Content starts
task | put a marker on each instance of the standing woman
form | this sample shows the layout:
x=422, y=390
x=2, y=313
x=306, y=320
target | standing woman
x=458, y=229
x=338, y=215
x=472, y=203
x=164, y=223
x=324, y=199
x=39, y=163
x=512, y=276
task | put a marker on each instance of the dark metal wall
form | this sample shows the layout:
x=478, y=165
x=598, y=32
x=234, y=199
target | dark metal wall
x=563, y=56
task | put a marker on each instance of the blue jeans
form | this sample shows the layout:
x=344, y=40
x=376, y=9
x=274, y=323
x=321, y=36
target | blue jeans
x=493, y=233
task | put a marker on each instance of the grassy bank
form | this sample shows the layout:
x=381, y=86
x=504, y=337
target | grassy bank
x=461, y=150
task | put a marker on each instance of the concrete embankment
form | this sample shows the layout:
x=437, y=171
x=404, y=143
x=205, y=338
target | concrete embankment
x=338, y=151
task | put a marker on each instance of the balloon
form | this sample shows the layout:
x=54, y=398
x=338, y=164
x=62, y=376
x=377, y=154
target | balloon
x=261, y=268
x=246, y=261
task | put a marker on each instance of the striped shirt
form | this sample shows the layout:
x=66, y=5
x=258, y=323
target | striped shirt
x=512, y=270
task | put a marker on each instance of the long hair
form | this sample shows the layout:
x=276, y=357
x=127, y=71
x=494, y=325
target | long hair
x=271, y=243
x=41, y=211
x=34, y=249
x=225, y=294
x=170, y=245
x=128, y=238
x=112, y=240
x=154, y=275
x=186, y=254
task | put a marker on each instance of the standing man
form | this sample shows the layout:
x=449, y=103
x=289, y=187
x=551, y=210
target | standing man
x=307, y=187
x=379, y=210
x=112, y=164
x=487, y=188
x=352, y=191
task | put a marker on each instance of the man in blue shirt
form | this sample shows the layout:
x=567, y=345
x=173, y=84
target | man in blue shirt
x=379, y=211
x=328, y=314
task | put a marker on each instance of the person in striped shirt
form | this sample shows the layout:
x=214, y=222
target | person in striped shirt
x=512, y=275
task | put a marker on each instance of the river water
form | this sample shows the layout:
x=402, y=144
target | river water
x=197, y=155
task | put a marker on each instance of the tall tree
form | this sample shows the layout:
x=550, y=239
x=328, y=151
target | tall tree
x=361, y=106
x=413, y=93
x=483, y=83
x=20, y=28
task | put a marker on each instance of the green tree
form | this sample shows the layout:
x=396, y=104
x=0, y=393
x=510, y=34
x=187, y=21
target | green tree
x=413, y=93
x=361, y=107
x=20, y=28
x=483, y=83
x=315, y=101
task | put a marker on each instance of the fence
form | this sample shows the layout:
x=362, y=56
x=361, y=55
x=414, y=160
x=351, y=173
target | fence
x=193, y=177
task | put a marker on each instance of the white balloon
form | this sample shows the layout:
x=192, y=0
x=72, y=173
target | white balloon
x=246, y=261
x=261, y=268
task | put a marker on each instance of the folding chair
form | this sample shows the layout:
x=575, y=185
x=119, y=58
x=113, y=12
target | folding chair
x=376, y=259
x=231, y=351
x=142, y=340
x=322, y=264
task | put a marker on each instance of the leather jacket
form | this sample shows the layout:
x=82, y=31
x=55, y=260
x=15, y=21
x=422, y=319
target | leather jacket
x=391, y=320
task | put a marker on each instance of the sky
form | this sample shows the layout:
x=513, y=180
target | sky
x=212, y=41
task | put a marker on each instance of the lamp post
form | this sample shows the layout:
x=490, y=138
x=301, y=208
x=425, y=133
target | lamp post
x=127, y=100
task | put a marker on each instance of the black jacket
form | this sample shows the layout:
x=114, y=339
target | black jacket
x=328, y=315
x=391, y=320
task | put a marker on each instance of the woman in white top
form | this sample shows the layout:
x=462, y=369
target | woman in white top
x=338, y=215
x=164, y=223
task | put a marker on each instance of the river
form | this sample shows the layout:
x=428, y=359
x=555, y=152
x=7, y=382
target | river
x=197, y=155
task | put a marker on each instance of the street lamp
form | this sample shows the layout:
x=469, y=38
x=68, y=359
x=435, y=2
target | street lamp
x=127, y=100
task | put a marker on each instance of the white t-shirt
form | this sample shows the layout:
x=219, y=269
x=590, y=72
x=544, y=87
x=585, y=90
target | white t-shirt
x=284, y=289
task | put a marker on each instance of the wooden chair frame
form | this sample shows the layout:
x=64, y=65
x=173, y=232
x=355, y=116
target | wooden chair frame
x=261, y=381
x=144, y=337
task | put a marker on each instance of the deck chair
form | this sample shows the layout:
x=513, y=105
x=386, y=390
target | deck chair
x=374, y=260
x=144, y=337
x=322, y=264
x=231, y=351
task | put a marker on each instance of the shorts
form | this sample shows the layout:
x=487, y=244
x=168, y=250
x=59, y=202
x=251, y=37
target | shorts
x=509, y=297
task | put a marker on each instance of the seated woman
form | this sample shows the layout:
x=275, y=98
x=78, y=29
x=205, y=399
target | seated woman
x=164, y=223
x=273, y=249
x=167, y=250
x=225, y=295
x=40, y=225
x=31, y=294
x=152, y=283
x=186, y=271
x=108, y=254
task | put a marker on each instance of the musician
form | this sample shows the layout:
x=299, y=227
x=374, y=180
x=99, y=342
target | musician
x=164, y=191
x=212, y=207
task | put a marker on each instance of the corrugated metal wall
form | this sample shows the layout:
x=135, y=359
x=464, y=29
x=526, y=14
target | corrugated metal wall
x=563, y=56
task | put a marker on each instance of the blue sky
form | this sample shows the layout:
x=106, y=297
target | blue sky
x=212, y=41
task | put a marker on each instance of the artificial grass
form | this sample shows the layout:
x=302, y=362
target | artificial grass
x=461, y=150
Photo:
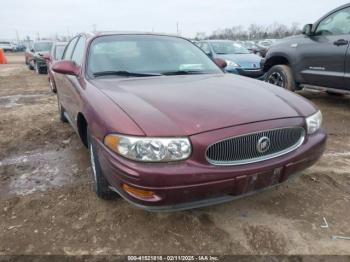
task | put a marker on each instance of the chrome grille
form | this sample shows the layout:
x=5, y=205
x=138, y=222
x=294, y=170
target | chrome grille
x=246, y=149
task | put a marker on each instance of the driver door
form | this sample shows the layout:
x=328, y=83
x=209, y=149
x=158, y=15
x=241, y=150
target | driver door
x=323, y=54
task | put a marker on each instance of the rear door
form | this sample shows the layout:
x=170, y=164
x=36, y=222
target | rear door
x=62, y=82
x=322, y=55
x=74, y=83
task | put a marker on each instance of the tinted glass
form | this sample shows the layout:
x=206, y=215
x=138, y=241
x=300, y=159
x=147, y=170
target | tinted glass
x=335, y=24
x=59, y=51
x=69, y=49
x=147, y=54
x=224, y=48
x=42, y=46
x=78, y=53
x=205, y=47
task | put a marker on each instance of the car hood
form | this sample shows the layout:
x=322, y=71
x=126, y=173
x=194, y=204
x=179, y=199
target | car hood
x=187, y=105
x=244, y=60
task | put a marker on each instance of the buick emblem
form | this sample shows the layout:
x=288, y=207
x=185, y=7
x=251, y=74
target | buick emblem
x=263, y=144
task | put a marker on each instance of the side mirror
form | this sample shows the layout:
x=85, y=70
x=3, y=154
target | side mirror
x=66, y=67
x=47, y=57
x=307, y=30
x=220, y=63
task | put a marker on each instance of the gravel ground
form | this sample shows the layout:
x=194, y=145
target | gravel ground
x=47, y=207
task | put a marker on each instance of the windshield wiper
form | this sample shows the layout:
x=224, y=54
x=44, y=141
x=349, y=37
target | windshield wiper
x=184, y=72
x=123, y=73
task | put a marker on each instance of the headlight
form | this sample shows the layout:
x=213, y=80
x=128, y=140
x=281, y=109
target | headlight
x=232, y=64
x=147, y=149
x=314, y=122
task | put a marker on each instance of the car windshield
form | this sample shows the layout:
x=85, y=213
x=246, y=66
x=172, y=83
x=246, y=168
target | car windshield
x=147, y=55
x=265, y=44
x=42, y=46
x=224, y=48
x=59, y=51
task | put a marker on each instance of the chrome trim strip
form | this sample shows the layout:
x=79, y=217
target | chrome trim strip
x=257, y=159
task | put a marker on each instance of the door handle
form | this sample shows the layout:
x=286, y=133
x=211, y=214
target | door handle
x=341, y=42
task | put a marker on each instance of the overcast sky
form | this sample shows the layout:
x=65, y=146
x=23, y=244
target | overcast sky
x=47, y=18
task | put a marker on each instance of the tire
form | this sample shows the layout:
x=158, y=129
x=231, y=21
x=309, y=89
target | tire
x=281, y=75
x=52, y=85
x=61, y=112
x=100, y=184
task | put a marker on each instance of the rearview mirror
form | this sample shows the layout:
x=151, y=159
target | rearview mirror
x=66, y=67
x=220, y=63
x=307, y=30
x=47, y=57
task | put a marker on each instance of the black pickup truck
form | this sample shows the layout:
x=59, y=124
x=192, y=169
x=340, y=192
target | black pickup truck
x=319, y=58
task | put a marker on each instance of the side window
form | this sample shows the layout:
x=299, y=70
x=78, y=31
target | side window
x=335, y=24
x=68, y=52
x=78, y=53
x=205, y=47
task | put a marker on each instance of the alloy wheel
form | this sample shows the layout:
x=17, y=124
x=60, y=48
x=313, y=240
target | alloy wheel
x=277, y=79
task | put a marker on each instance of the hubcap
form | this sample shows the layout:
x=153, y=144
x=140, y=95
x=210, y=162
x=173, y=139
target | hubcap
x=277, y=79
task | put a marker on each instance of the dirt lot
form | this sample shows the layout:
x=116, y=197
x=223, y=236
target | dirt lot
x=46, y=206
Content ends
Content starts
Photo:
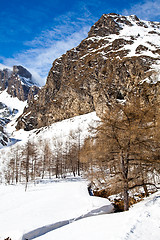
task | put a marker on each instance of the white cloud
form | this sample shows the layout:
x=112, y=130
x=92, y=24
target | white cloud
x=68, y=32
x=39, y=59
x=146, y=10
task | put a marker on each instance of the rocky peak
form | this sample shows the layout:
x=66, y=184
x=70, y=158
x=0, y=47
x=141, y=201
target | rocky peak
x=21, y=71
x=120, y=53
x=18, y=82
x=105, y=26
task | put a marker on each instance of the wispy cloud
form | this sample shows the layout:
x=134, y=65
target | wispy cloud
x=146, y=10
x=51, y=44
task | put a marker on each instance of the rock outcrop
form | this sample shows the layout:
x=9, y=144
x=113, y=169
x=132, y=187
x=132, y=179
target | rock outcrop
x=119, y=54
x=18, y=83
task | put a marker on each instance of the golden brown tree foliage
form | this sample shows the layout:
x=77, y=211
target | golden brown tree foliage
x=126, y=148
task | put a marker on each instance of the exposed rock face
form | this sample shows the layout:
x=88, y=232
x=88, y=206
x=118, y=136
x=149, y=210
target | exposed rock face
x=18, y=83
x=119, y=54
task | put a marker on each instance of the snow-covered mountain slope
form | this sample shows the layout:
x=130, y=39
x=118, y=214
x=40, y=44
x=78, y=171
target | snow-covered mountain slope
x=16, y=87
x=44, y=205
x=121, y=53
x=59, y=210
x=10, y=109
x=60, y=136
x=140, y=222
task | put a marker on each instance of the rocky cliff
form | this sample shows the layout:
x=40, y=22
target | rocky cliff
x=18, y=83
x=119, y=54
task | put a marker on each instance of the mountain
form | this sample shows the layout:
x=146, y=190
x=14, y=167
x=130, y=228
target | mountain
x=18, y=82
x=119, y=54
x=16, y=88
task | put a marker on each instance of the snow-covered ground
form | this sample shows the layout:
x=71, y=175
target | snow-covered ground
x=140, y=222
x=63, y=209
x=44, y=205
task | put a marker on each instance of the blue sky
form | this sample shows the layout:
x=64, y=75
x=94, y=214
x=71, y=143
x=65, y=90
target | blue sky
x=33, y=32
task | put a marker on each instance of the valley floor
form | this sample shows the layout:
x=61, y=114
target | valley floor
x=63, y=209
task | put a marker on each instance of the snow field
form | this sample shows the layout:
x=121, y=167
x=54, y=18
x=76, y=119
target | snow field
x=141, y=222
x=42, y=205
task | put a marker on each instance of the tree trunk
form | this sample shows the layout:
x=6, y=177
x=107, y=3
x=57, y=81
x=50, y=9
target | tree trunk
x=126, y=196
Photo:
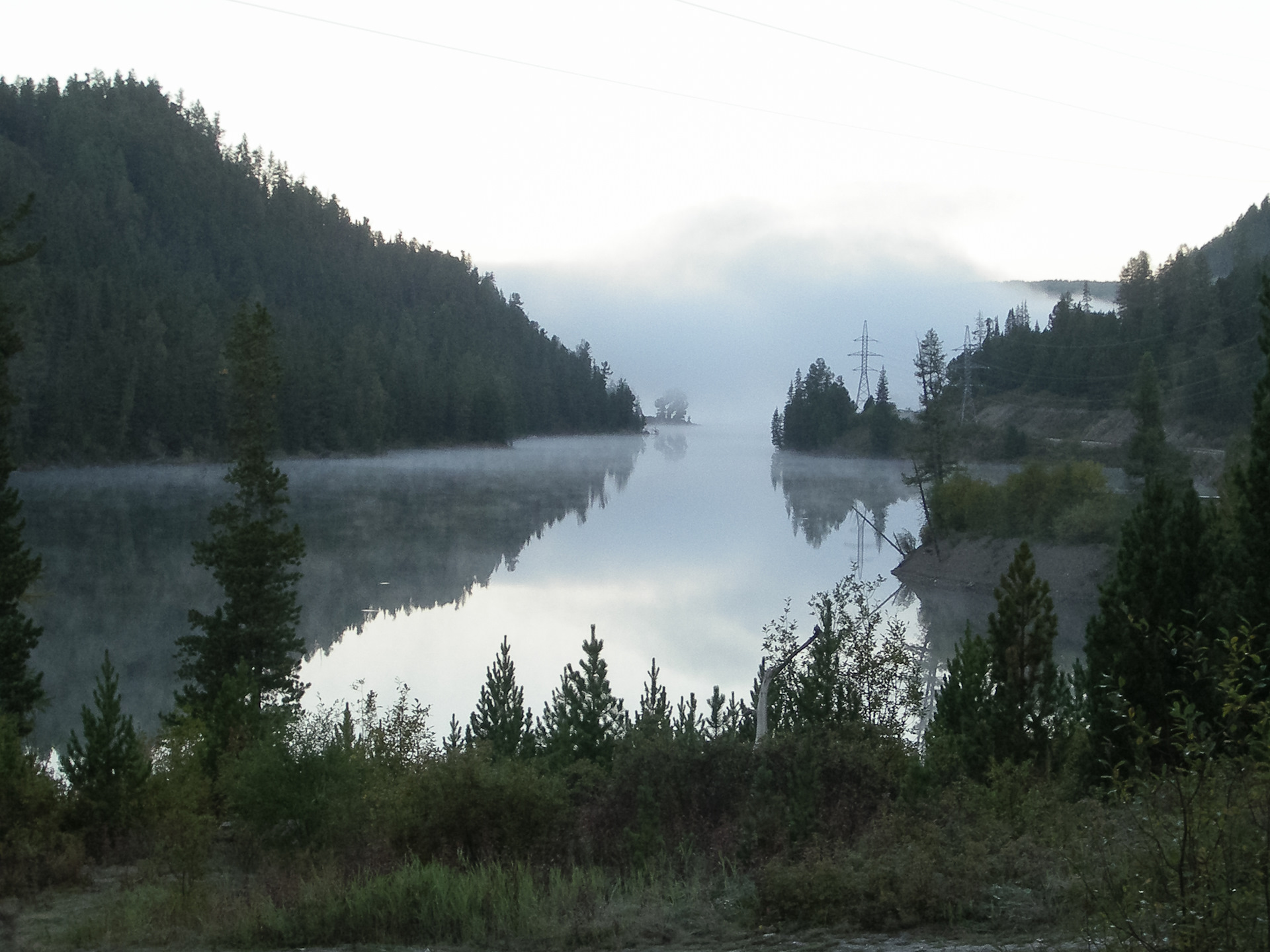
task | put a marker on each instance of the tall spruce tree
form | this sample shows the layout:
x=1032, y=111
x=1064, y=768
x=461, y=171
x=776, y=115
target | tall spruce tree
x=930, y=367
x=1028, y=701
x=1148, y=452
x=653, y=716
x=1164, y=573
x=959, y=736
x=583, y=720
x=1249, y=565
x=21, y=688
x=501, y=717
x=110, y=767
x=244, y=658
Content ends
* _What is required_:
As the answer, set down only the lines from the data above between the one holding "x=170, y=164" and the one holding "x=251, y=74", inclusive, exactly as they read.

* _Exercise solution_:
x=170, y=164
x=36, y=222
target | rear door
x=62, y=82
x=322, y=55
x=74, y=83
task | put a marker on each instance of the tinted glass
form | this sample shows the layout:
x=206, y=215
x=138, y=241
x=300, y=159
x=147, y=170
target | tinted glass
x=335, y=24
x=59, y=51
x=69, y=49
x=147, y=54
x=224, y=48
x=42, y=46
x=78, y=53
x=205, y=47
task | put a marker on each instance of the car hood
form | this sample shows the layout:
x=322, y=71
x=126, y=173
x=194, y=204
x=179, y=199
target | car hood
x=187, y=105
x=244, y=60
task | put a marker on each instance of the buick emblem
form | this sample shows the layout:
x=288, y=207
x=185, y=7
x=251, y=74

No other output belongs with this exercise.